▶ [WRITTEN INSTRUCTION]:
Copy out all the records, word for word.

──────────

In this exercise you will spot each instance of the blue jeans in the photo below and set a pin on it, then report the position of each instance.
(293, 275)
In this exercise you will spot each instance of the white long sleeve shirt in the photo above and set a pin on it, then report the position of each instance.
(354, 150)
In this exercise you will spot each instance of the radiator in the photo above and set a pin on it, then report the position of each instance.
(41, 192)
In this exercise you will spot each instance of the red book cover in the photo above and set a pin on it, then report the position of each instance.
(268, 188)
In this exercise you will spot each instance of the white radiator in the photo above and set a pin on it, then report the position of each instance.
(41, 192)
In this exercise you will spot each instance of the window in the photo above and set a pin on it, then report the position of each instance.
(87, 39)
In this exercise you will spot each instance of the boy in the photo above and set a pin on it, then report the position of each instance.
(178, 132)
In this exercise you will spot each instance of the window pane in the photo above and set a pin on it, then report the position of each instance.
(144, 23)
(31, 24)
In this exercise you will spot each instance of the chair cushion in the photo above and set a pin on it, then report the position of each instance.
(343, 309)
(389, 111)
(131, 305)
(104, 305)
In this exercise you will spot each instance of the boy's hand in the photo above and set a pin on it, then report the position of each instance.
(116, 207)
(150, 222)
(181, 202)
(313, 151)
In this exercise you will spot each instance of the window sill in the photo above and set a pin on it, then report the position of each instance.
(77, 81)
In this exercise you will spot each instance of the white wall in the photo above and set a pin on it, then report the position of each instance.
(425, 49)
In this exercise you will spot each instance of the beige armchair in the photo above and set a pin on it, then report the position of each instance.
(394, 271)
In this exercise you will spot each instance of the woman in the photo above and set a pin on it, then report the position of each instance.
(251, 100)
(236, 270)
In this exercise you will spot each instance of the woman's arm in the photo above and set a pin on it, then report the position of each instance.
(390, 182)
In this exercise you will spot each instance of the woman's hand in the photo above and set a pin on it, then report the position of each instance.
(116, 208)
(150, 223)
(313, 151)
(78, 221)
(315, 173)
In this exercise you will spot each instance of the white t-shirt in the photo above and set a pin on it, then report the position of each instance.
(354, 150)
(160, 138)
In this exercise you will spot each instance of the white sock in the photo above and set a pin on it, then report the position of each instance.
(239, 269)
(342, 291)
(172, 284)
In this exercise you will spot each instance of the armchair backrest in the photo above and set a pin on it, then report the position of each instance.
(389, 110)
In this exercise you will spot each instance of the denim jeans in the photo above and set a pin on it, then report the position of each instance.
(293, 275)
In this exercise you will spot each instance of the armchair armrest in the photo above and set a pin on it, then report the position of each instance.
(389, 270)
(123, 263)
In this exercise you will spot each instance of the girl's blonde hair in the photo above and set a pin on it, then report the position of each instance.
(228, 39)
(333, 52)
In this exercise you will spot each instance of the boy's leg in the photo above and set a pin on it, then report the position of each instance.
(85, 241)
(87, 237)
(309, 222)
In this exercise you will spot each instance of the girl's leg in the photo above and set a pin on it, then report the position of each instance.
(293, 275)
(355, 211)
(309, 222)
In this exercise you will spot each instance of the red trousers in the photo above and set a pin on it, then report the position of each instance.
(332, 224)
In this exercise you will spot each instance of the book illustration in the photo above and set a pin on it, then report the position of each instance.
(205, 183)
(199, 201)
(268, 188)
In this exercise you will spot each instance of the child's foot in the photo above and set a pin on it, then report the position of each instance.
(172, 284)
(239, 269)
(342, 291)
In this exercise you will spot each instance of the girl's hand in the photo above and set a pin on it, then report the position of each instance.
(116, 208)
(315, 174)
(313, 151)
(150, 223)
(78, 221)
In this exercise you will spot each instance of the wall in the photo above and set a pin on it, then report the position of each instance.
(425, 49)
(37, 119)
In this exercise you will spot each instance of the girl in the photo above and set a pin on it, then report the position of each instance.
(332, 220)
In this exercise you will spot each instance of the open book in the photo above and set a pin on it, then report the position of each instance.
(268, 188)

──────────

▶ [SOLUTION FOR THIS EXERCISE]:
In this exercise you will spot each instance of the blue jeans in the photo below and set a pin on it, then report the position of each instance.
(293, 275)
In this exercise you will spot each instance of the white long sleeve shirt in the photo above and set a pin on it, then report the position of each instance.
(354, 150)
In this exercise you will spot each instance of the radiator in the photo above and set a pin on it, then report the position of each instance.
(41, 192)
In this exercise you will spot each instance of the red book cover in the photo above and set a pin on it, then report the position of each instance.
(268, 188)
In this exercise you will spot each instance of the white radiator in the photo above and set a pin on it, then report the position of each instance.
(41, 192)
In this exercise you will spot each instance of the window in the photo above and set a pin on it, then report the position of each instance.
(87, 39)
In this exercise you will spot each instance of the boy in the photo above and set a pin on it, then report the position of each instance.
(178, 132)
In this exercise you will spot each instance of the window pane in the photo above and set a pin on it, then report the position of each instance.
(144, 23)
(31, 24)
In this exercise you will spot each instance of the chair cushion in the photo above and set a pin on it, then report the position of each instance.
(343, 309)
(389, 111)
(131, 305)
(104, 305)
In this exercise you will spot each instance of the boy's hand in the photo above and set a pin on it, then report the position of each instance.
(116, 207)
(150, 222)
(181, 202)
(313, 151)
In this exercise you will spot each instance of the window sill in the photo above and set a pin on it, then report the position of each instance.
(77, 81)
In this exercise you will spot each instance of the white wall in the photo above and set a pin on it, then report the position of each instance.
(425, 49)
In this exercise you will spot each instance of the beige armchair in the photo above and set a pin on it, then report the position of each instance.
(394, 271)
In this exercise you will spot each instance of the woman in the photo above and set a pin on it, then report the position of each instance.
(251, 100)
(236, 270)
In this exercise you will spot each instance of the woman's arm in the photo above and set a pin on it, then report the position of each instance.
(390, 182)
In this exercise you will spot each instance of the woman's hand in the photo above and set a pin on it, then report the position of each instance.
(116, 208)
(150, 223)
(313, 151)
(78, 221)
(315, 173)
In this exercise you will spot each instance of the white t-shirt in the photo above and set a pin on it, then report the position of each instance.
(354, 150)
(160, 138)
In this exercise you will spot each instance of the white sock in the photo above and set a pin on it, then report the position of each instance.
(239, 269)
(342, 291)
(172, 284)
In this exercise you will spot each instance of the armchair backrest in the photo above and set a pin on it, then report the position of each instance.
(389, 110)
In this exercise you will spot each instance of the denim jeans in the photo above and set a pin on it, then report the position of each instance.
(293, 275)
In this exercise you will spot each instance of the armchair armrest in the photo above and set a pin on it, then report the position of each instance.
(389, 270)
(123, 263)
In this exercise you will spot each instance of the girl's blonde hair in the photo above and set a pin on it, then report the position of each instance.
(228, 39)
(333, 52)
In this exercise you will spot each instance of the boy's leg in the photo above and set a pin on it, then report the position of each instance.
(85, 241)
(87, 237)
(309, 222)
In this exercise you will spot each instance of the girl's leg in the photo above and set a pin on it, then report the position of each instance.
(293, 275)
(355, 211)
(309, 222)
In this exercise you will spot each instance of the red trousers in the photo above and set a pin on it, then report the position of each instance.
(332, 224)
In this exercise you will spot each instance of the book illustration in the photo above and set a pin on it, then report the position of each instance.
(205, 183)
(199, 201)
(268, 188)
In this exercise you will spot each instance of the child's foot in the photo above and set a pin on it, then report the position of each instance.
(172, 284)
(239, 269)
(342, 291)
In this exercise you will spot each instance of the girl's hand in the photo above and set a pin on it, then report the position of each instance.
(116, 208)
(315, 174)
(313, 151)
(150, 223)
(78, 221)
In this exercise you will spot each instance of the wall in the photo above and set a pin on it, then report the position of each instance.
(425, 49)
(37, 119)
In this exercise you will spot each instance of the girl in the photo above and set a pin on it, then report the position of each instance.
(332, 220)
In this exercise you will spot each instance of the open book in the photo above and set a pin on it, then report the position of each instance.
(268, 188)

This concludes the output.